**RAW DATA:**
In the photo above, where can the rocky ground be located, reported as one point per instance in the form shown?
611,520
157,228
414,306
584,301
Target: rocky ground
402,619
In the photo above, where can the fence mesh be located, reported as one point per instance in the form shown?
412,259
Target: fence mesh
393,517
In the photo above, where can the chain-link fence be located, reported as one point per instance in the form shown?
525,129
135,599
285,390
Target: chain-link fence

* * *

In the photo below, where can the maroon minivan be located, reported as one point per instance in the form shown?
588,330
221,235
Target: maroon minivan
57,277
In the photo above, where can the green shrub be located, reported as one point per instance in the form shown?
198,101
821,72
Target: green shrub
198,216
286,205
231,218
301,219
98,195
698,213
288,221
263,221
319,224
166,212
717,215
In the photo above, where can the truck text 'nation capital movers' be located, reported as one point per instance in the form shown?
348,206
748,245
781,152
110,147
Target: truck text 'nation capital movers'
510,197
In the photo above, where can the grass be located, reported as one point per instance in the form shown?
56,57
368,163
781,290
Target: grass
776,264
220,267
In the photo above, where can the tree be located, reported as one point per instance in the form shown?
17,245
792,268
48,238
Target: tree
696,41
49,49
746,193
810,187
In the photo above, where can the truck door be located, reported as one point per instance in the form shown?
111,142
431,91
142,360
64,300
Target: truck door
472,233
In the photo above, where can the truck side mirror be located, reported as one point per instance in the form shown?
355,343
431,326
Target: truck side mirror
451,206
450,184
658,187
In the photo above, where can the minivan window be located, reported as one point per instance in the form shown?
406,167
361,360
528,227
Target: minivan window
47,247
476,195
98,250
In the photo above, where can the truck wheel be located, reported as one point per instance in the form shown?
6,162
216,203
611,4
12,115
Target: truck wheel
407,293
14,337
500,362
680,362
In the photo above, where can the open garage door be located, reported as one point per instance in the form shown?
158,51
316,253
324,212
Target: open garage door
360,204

**WHAT NEEDS TO BE DONE:** Your answer should be one number: how many lines of the listing include the word "chain".

**PROBLEM SOLUTION:** 2